== ARBEITSAUFTRAG ==
Setzen Sie den Auszug über den Anspruch auf Familienbeihilfe im Anschluss an seinen letzten Satz fort.

== SEITENAUSZUG ==
Nach der mit datierten Auskunft der Tschechischen Behörden betreffend Bescheinigungsersuchen zur VO 883/2004 (Formular E 411) war die Kindesmutter im November 2012, im Februar 2013, im November 2013, im Jänner 2014 sowie vom November 2014 bis zum Jänner 2015 erwerbstätig und hat diese vom Jänner 2011 bis Februar 2012, vom November 2012 bis zum Februar 2013 sowie vom November 2013 bis zum Jänner 2014 für ihre Söhne tschechische Familienleistungen von monatlich je 610 CZK bezogen.

1.2. gesetzliche Grundlagen

1.2.1. nationales Recht

Personen, die im Bundesgebiet einen Wohnsitz oder ihren gewöhnlichen Aufenthalt haben, haben nach § 2 Abs. 1 lit. a FLAG 1967 Anspruch auf Familienbeihilfe für minderjährige Kinder.

Nach § 2 Abs. 2 FLAG 1967 hat Anspruch auf Familienbeihilfe für ein im Abs. 1 genanntes Kind die Person, zu deren Haushalt das Kind gehört. Eine Person, zu deren Haushalt das Kind nicht gehört, die jedoch die Unterhaltskosten für das Kind überwiegend trägt, hat dann Anspruch auf Familienbeihilfe, wenn keine andere Person nach dem ersten Satz anspruchsberechtigt ist.

Nach § 2a Abs. 1 erster Satz FLAG 1967 geht für den Fall, dass ein Kind zum gemeinsamen Haushalt der Eltern gehört der Anspruch des Elternteils der den Haushalt überwiegend führt, dem Anspruch des anderen Elternteils vor. Hierbei wird nach dem zweiten Satz leg. cit. bis zum Beweis des Gegenteils die Vermutung statuiert, dass die Mutter den Haushalt führt.

Die Bestimmung des § 2 a Abs. 2 erster Satz FLAG 1967 führt aus, dass in den Fällen des Abs. 1  der Elternteil der einen vorrangigen Anspruch hat, zugunsten des anderen Elternteils verzichten kann. Nach dem zweiten Satz leg. cit. kann der Verzicht auch rückwirkend abgegeben werden, allerdings nur für Zeiträume, für die die Familienbeihilfe noch nicht bezogen wurde.

== DATENSÄTZE ==

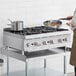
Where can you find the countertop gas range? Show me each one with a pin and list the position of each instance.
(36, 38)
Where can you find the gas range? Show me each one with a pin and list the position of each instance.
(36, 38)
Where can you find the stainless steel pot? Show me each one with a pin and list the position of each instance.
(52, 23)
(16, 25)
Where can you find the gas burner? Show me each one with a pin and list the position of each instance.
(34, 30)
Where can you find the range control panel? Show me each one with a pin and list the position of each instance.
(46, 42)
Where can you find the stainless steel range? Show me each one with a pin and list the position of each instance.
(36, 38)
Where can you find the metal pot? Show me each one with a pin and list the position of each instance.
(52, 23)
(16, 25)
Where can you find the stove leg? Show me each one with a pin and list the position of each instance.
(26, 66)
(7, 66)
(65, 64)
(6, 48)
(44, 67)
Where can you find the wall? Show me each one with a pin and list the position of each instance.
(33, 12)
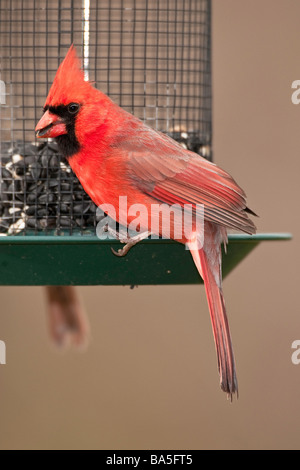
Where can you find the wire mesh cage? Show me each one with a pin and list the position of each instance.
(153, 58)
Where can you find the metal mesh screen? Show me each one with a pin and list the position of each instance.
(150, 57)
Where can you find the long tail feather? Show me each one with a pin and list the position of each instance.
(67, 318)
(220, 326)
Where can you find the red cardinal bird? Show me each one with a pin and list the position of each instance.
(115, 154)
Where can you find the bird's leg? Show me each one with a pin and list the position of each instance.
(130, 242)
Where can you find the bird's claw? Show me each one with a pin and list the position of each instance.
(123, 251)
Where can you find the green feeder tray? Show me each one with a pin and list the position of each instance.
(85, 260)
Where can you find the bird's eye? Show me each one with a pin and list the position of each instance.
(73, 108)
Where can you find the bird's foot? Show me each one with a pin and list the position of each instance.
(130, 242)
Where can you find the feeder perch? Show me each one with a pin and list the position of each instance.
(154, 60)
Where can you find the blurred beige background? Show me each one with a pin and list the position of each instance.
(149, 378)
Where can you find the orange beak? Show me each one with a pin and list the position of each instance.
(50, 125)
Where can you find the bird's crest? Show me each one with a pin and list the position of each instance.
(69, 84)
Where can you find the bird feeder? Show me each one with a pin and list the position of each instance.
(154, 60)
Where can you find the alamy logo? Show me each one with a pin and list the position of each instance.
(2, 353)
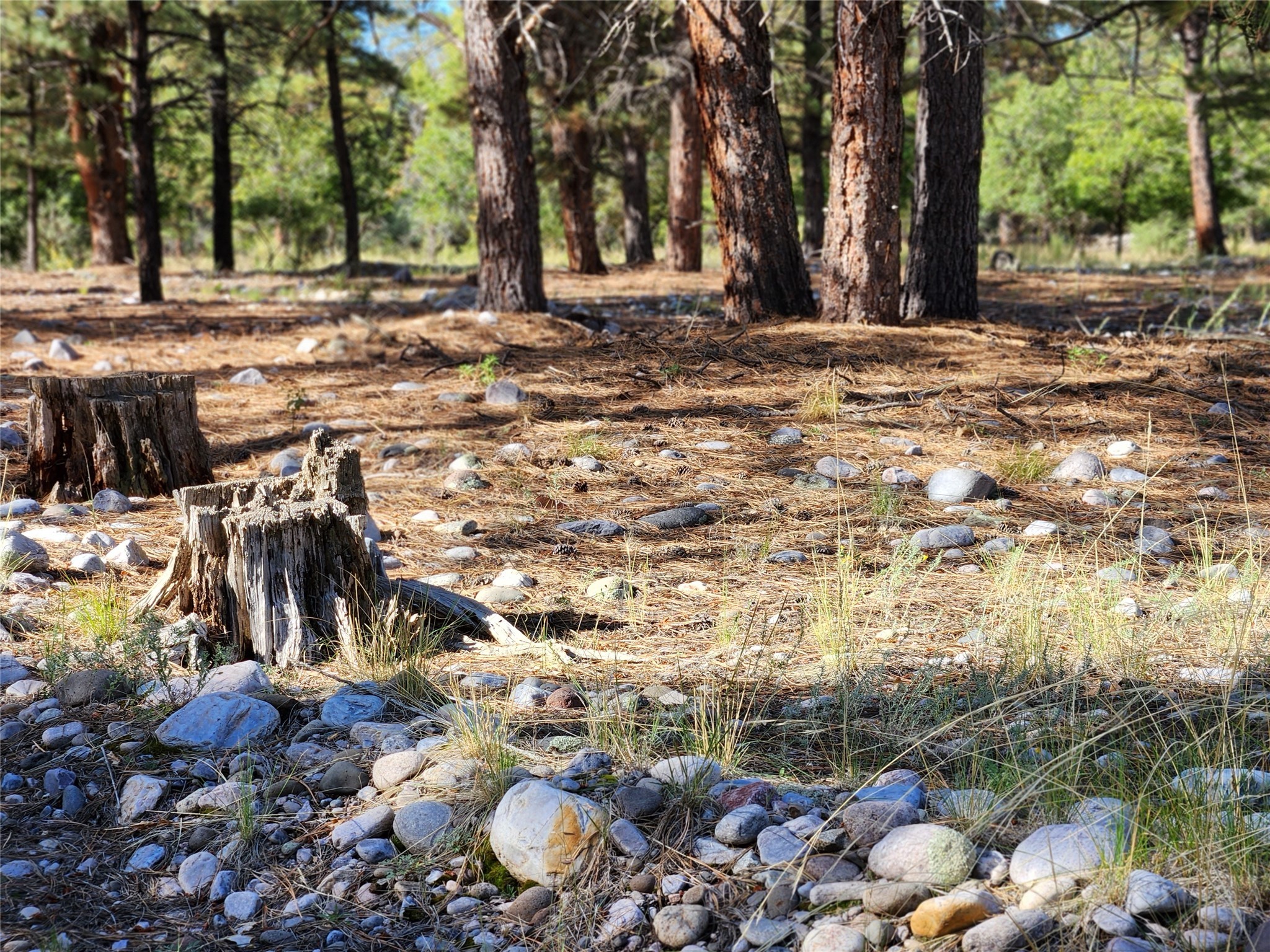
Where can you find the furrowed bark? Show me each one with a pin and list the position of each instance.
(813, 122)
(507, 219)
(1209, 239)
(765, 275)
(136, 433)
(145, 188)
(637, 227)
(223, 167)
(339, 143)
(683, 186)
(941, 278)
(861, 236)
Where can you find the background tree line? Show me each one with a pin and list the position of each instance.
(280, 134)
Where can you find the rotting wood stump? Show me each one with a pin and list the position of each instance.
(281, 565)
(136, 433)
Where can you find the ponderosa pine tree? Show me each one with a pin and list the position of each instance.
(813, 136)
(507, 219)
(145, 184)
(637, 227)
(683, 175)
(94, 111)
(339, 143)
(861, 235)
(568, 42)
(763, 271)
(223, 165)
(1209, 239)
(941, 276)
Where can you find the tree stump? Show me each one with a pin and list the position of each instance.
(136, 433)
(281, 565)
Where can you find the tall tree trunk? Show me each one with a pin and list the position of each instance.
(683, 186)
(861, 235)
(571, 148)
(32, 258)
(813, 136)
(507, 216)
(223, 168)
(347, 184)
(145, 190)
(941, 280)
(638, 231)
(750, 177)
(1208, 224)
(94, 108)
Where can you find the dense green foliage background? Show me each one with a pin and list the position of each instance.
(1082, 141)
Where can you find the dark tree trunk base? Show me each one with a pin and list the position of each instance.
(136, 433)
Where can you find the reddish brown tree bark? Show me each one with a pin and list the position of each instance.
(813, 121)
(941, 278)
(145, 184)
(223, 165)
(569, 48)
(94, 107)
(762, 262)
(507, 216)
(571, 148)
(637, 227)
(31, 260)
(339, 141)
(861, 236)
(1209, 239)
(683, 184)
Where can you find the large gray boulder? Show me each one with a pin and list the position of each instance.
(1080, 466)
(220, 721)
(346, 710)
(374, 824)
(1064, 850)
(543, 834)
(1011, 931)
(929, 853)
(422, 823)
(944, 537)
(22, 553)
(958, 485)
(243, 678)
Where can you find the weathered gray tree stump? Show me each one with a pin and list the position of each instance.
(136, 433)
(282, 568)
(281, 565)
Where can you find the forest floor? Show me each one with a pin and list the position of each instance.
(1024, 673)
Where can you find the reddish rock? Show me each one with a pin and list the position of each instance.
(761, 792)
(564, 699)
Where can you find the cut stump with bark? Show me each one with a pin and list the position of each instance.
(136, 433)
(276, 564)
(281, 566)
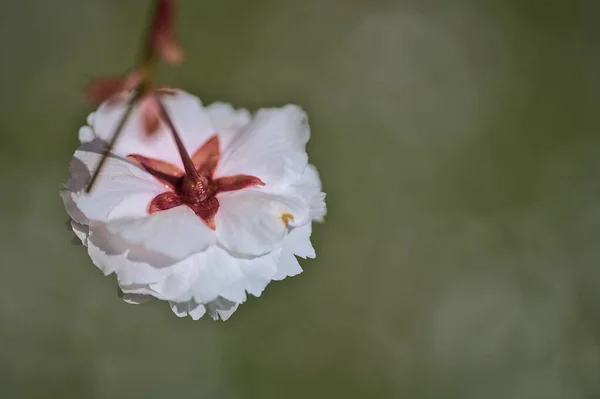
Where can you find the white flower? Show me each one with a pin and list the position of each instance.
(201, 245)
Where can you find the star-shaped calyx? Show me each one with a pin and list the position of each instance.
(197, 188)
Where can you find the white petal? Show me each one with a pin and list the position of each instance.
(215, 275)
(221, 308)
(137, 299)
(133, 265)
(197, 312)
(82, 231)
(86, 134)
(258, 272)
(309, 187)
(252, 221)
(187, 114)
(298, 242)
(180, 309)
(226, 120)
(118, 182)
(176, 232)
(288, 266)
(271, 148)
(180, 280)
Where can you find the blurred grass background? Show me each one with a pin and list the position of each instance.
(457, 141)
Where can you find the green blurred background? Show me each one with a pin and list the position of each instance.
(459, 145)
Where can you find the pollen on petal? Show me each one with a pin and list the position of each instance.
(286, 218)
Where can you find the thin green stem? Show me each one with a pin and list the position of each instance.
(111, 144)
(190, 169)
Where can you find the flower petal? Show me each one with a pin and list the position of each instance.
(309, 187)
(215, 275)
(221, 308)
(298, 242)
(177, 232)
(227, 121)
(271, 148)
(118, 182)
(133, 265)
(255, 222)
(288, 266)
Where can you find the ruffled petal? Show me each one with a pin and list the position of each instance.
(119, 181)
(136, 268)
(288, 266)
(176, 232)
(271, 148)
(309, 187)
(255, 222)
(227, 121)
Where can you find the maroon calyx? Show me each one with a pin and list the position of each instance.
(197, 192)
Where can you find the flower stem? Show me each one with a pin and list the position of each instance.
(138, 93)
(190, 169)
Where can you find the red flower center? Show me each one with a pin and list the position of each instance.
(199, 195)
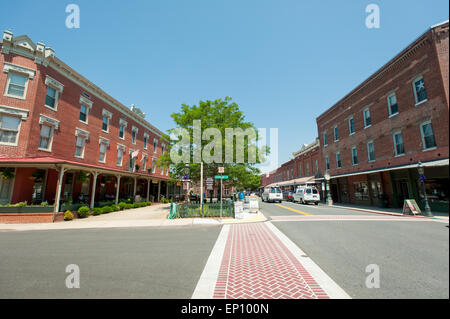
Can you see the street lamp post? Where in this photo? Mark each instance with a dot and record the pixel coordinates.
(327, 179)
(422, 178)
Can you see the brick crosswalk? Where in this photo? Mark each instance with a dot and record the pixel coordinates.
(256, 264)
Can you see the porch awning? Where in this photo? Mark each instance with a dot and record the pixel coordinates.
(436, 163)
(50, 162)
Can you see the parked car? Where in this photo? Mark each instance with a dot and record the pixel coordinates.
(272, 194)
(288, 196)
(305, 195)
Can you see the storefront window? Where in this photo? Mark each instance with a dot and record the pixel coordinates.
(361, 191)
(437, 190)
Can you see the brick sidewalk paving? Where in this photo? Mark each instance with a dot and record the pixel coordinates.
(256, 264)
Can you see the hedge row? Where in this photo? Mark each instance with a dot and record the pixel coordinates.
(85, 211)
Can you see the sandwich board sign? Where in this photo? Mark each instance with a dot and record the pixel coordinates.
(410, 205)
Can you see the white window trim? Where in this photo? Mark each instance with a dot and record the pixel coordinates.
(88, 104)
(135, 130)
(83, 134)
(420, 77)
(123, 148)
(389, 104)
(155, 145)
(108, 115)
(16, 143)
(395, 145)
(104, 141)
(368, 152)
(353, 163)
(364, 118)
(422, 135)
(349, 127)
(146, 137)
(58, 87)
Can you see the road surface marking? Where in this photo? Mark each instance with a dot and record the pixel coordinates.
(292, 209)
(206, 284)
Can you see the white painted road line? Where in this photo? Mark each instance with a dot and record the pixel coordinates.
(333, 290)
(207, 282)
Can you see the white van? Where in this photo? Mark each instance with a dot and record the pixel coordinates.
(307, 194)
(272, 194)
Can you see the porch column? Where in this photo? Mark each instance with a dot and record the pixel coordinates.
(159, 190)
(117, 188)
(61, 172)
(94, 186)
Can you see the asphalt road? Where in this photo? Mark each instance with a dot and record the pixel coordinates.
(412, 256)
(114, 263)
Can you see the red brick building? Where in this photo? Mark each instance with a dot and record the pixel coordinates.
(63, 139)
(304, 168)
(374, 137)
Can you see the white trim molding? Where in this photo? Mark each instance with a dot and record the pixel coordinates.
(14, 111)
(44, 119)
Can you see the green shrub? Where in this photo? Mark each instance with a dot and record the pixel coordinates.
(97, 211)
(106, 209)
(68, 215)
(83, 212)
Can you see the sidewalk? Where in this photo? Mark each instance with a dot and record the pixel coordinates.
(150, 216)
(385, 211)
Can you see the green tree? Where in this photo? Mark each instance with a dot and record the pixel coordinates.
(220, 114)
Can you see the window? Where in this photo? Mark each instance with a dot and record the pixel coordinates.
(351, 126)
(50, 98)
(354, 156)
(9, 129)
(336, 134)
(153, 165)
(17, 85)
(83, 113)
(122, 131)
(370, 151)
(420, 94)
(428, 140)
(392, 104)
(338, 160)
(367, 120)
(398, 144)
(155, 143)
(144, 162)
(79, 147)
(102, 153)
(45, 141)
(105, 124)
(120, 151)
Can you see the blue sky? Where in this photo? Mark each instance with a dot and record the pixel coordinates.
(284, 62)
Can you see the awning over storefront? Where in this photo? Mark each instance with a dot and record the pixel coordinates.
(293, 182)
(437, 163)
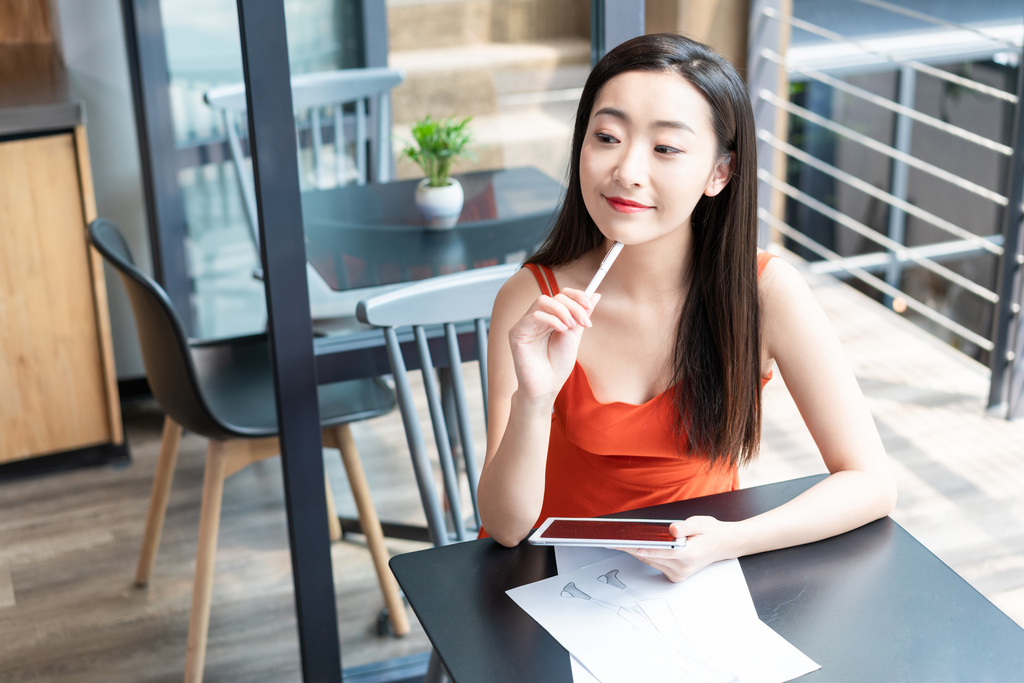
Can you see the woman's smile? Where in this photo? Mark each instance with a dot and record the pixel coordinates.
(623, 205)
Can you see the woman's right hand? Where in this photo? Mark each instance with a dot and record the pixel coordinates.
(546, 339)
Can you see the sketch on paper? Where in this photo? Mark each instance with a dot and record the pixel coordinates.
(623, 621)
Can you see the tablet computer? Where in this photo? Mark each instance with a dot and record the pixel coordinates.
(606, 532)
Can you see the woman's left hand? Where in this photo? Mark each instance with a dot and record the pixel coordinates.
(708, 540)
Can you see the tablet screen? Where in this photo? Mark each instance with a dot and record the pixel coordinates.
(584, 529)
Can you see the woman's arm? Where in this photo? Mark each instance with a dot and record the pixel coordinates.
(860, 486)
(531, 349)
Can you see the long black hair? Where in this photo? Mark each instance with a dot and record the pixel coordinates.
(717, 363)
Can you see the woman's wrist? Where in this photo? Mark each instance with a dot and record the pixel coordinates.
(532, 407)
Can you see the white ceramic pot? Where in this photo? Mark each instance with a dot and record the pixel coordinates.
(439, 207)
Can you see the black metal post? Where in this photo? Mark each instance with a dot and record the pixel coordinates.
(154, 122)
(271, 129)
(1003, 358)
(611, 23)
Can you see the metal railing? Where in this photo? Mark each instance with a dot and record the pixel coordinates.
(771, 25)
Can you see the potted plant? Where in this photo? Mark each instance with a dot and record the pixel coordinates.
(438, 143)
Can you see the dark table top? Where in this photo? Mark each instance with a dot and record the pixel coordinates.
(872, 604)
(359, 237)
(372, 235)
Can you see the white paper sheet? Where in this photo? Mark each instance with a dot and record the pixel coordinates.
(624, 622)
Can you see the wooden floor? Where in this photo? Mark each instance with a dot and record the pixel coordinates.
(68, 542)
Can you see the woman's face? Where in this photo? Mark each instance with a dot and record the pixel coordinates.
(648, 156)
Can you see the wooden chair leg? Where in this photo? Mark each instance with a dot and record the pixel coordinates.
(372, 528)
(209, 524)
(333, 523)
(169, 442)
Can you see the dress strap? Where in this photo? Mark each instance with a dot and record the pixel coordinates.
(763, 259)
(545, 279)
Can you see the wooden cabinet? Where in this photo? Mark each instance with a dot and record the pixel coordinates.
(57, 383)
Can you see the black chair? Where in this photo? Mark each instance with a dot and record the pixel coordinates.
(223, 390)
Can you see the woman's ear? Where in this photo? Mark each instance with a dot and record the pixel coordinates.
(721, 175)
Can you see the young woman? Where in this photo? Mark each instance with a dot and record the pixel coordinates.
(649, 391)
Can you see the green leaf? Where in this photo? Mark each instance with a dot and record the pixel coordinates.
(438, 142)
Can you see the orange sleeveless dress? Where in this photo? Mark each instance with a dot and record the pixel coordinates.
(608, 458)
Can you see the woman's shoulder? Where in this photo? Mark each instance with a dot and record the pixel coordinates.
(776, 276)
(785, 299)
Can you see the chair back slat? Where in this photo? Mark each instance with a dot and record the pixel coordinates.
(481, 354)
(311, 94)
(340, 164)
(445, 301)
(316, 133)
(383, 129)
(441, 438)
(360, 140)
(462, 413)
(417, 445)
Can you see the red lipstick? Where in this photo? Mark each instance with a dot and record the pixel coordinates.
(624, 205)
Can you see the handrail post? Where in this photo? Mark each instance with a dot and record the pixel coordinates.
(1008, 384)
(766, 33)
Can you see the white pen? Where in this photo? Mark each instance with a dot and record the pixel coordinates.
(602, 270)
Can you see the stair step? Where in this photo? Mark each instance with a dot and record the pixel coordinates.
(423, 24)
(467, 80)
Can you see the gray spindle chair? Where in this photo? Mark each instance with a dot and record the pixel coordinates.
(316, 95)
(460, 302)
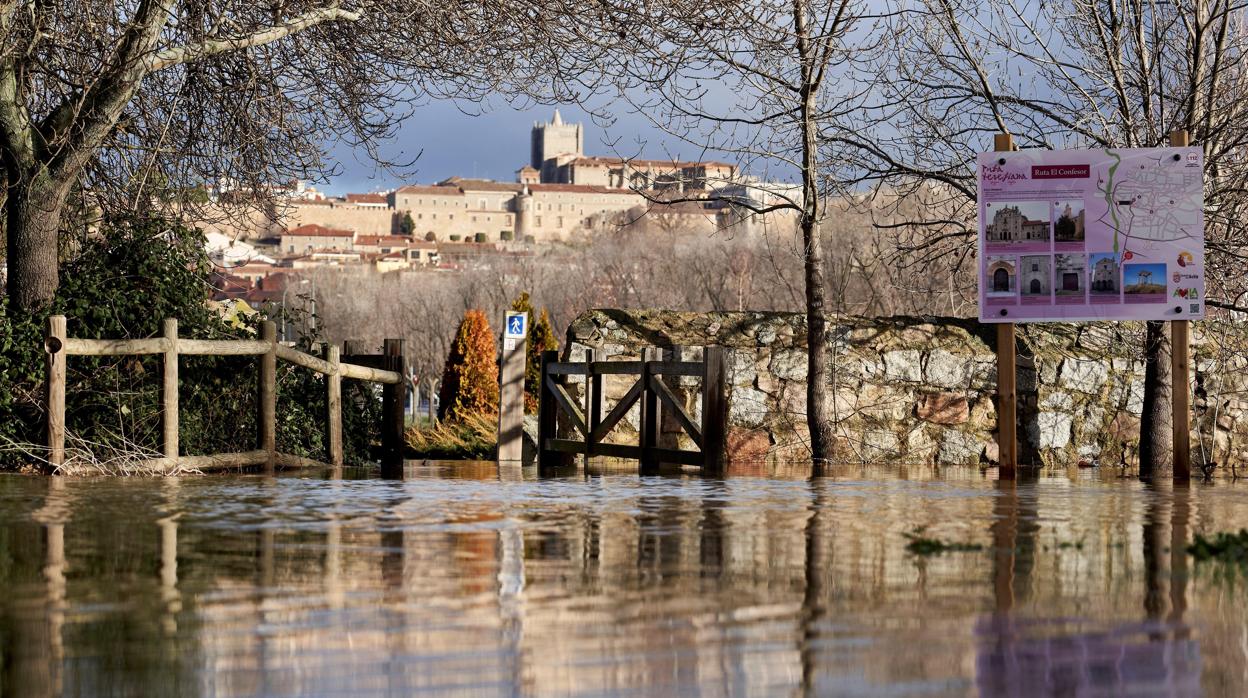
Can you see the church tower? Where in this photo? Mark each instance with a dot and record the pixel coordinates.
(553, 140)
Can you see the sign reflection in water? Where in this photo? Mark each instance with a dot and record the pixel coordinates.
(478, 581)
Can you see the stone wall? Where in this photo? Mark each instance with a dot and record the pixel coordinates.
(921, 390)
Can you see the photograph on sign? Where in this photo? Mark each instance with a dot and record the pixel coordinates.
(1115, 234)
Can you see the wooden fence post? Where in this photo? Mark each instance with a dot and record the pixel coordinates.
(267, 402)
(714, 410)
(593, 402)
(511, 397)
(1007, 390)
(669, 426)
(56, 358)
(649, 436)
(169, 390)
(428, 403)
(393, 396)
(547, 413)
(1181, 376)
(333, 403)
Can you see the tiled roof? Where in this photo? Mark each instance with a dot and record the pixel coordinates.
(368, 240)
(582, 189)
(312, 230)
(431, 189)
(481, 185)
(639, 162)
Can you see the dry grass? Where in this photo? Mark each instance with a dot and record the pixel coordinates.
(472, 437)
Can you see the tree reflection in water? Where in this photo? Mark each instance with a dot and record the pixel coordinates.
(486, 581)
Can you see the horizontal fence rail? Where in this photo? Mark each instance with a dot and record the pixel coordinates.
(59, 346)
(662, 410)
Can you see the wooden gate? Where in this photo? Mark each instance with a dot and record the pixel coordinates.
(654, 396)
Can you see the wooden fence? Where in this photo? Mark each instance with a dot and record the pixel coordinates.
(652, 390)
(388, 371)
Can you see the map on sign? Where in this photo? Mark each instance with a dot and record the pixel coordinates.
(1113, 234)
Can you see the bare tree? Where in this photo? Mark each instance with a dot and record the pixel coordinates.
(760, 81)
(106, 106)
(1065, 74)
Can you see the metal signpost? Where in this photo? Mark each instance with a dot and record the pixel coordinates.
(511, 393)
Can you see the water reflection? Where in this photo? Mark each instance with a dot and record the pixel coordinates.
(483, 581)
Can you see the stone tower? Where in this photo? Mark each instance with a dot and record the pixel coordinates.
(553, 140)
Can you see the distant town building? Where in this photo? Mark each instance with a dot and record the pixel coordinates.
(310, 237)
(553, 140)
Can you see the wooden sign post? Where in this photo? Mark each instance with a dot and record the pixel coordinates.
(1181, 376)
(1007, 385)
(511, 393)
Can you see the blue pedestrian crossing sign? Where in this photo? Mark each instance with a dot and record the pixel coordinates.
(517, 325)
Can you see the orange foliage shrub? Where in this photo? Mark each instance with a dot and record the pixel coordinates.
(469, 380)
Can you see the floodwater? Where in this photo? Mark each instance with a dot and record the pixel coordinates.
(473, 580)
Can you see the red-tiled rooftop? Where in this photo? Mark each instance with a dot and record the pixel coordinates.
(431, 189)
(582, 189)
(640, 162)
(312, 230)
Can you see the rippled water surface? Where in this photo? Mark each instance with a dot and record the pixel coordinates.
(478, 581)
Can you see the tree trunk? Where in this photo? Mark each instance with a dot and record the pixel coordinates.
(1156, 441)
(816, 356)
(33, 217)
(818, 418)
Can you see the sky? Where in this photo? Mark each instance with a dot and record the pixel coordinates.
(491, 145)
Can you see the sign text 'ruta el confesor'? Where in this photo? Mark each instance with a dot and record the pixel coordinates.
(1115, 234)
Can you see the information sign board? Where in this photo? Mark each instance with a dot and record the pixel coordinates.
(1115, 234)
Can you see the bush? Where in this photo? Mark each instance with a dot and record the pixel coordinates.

== ERGEBNIS ==
Personen haben nach § 2 Abs. 8 FLAG 1967 nur dann Anspruch auf Familienbeihilfe, wenn sie den Mittelpunkt der Lebensinteressen im Bundesgebiet haben. Eine Person hat den Mittelpunkt ihrer Lebensinteressen in dem Staat, zu dem sie die engeren persönlichen und wirtschaftlichen Beziehungen hat.

§ 3 FLAG 1967 legt zusätzliche Voraussetzungen für Personen und Kinder fest, die nicht österreichische Staatsbürger sind.

Kein Anspruch auf Familienbeihilfe besteht nach § 5 Abs. 3 FLAG 1967 für Kinder, die sich ständig im Ausland aufhalten.

Kein Anspruch auf Familienbeihilfe besteht nach § 5 Abs. 4 FLAG 1967 für Kinder, für die Anspruch auf eine gleichartige ausländische Beihilfe besteht. Die Gewährung einer Ausgleichzahlung (§ 4 Abs. 2) wird dadurch nicht ausgeschlossen.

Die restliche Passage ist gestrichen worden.